(Excerpts of pointing data)
☆ ☆ ☆ ☆ ☆ ☆ ☆

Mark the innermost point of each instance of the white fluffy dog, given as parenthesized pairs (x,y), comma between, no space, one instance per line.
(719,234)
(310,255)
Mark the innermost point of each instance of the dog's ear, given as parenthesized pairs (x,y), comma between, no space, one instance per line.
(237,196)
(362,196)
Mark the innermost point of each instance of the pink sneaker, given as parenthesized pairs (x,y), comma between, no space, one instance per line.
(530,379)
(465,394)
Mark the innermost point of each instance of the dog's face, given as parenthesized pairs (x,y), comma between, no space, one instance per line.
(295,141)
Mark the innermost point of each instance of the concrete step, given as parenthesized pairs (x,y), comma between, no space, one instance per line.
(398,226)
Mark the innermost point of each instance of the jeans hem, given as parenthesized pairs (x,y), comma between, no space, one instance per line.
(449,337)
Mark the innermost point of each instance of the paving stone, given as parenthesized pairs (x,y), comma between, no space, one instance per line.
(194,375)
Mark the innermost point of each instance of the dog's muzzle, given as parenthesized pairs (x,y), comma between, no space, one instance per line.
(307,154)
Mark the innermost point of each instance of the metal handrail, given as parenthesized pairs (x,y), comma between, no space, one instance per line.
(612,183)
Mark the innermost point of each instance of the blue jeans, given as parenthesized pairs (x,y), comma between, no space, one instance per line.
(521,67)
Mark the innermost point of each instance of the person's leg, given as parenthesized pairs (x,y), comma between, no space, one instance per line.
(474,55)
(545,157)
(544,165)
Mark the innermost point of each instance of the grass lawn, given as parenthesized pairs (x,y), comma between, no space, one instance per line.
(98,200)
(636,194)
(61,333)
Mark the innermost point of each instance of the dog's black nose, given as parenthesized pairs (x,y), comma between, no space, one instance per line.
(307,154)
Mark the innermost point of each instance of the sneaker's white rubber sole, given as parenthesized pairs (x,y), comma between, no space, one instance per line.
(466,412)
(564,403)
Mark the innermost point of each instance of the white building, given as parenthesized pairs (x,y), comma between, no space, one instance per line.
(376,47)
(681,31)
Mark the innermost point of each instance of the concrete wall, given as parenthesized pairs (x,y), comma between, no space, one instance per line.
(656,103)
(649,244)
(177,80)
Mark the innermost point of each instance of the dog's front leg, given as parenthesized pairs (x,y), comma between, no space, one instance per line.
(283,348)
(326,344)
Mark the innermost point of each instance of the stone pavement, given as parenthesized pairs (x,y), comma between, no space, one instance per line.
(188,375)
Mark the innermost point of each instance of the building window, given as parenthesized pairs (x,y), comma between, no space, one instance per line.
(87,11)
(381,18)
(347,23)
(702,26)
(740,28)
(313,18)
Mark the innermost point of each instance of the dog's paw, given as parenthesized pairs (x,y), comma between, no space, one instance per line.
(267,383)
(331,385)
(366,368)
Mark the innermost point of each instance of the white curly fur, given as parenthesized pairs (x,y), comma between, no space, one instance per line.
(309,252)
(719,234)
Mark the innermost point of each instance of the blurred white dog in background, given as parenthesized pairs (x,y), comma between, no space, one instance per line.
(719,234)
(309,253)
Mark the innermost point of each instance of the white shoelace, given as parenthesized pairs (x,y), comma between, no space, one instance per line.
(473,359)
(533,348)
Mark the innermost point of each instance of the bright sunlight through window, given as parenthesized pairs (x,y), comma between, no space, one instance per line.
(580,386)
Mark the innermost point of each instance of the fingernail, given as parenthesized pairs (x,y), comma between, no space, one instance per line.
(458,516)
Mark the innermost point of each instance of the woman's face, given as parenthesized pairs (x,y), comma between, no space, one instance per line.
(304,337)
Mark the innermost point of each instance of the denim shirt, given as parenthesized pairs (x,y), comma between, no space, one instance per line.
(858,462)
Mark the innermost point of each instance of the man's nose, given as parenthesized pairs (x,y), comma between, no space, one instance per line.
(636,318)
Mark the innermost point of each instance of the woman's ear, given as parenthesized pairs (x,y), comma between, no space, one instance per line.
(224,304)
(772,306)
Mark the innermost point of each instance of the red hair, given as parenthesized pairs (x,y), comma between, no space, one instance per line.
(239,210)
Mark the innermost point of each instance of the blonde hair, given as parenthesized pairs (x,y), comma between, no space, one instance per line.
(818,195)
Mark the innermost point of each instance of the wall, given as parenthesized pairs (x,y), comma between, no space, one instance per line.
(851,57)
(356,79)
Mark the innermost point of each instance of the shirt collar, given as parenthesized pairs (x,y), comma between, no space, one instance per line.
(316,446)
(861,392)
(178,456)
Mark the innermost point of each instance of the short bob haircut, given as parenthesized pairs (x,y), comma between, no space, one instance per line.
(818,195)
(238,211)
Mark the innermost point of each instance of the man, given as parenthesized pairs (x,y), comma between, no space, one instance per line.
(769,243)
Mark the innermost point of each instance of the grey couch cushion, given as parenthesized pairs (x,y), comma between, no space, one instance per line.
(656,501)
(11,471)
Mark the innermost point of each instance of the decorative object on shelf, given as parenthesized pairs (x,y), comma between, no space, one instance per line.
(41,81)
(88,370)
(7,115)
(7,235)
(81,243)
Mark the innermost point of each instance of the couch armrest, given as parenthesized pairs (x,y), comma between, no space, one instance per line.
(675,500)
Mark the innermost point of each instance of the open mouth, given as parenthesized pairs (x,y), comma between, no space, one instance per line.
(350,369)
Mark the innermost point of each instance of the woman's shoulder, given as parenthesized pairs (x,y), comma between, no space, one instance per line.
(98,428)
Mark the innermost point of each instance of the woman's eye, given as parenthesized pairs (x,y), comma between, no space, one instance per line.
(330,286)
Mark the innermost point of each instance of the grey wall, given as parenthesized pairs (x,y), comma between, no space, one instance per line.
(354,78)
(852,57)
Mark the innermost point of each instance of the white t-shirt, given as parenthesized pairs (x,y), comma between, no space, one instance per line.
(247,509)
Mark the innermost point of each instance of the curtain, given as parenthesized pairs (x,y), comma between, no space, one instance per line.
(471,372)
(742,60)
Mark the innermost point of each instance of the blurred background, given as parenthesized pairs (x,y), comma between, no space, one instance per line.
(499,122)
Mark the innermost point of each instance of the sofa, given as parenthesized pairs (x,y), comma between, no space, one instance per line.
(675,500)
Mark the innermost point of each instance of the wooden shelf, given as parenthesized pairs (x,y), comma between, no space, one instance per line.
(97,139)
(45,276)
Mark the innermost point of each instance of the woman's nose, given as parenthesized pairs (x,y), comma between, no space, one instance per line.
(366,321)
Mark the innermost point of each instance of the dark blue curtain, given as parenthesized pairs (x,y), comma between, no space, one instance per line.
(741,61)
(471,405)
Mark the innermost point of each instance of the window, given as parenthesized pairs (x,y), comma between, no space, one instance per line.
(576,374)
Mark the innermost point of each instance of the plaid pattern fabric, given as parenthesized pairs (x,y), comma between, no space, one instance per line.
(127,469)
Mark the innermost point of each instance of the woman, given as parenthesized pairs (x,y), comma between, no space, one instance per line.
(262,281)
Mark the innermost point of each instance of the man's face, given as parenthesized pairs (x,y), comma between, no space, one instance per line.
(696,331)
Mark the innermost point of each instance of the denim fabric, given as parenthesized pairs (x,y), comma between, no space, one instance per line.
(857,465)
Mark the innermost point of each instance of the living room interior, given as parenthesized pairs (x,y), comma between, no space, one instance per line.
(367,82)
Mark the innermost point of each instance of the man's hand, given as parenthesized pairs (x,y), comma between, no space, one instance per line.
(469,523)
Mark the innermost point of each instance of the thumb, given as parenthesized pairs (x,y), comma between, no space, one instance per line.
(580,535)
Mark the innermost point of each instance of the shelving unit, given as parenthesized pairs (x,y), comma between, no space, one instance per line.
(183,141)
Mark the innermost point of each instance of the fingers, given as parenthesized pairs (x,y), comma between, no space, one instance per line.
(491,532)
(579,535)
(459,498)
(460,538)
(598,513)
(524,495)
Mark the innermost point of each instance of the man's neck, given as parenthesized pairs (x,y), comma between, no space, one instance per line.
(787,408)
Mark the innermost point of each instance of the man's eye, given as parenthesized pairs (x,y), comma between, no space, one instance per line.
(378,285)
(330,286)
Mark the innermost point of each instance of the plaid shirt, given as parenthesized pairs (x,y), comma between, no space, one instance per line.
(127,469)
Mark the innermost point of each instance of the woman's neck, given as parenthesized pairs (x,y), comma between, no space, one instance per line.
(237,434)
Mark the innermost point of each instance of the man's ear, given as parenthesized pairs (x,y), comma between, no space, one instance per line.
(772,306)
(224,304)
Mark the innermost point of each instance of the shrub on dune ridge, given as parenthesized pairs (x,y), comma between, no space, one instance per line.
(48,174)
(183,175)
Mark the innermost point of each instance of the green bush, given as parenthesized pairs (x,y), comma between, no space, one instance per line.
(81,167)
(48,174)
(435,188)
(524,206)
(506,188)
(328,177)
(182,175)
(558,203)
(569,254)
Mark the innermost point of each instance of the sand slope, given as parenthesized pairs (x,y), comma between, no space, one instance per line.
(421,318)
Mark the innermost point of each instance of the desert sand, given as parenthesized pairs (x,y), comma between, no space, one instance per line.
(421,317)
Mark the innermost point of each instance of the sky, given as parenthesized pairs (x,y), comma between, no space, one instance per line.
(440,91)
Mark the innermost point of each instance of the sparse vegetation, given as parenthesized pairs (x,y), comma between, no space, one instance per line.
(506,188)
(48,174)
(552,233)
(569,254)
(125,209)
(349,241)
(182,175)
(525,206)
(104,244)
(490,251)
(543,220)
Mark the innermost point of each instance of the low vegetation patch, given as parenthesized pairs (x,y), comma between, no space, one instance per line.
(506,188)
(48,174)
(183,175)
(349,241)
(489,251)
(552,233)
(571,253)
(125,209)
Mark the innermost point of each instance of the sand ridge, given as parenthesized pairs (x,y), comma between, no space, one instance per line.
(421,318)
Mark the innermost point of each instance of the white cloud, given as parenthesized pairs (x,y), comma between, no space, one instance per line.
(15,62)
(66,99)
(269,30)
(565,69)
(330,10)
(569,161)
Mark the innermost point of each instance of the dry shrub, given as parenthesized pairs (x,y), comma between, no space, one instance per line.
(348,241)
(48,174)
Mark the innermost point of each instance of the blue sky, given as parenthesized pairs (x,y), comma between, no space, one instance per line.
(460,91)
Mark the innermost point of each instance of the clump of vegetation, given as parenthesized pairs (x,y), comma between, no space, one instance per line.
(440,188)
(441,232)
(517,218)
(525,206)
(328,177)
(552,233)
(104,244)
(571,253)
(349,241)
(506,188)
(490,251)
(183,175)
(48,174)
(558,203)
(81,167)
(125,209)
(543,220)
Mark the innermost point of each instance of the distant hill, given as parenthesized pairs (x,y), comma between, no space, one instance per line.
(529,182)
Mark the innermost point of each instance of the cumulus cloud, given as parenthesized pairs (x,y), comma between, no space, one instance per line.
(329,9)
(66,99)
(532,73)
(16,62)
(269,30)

☆ ☆ ☆ ☆ ☆ ☆ ☆

> _REQUIRED TASK_
Repeat exactly the lines from the line containing "Mark the innermost point of each instance of the dry" through the last line of the records above, including both, and nothing else.

> _RESPONSE TO THE EXERCISE_
Mark the innermost point of each instance of the dry shrub, given as parenthesized pairs (x,y), comma between, no space, one instance per line.
(348,241)
(48,174)
Mark the innermost point of each instance of the blue sky, given as parenthesized pairs (x,y), comma between, no space, one instance per line.
(460,91)
Mark the innermost point of each instance of the clump of vegetation, given as parenthesized pairs (x,y), comma between, no space, one instance per line.
(440,188)
(441,232)
(517,218)
(525,206)
(328,177)
(552,233)
(104,244)
(571,253)
(349,241)
(506,188)
(490,251)
(183,175)
(48,174)
(558,203)
(81,167)
(125,209)
(543,220)
Mark the innermost point of each instance of the distant hill, given as parenthesized pairs (x,y), comma between, no space, one instance per line.
(529,182)
Mark the innermost point of each instance of the cumulus cloud, given as parenthesized pairs (x,y), comma between, no space, one instance per line.
(329,9)
(66,99)
(532,73)
(16,62)
(269,30)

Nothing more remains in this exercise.